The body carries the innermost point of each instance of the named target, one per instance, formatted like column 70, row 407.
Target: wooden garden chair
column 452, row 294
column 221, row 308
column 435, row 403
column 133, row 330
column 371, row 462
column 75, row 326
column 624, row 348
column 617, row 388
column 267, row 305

○ ○ ○

#### [What is needed]
Every entry is to be copied exactly, with none omitted.

#### [Task output]
The body carries the innermost point of each instance of the named target, one per instance, formatted like column 70, row 407.
Target: wooden garden chair
column 452, row 294
column 221, row 308
column 435, row 403
column 133, row 330
column 371, row 462
column 75, row 326
column 624, row 348
column 617, row 388
column 267, row 305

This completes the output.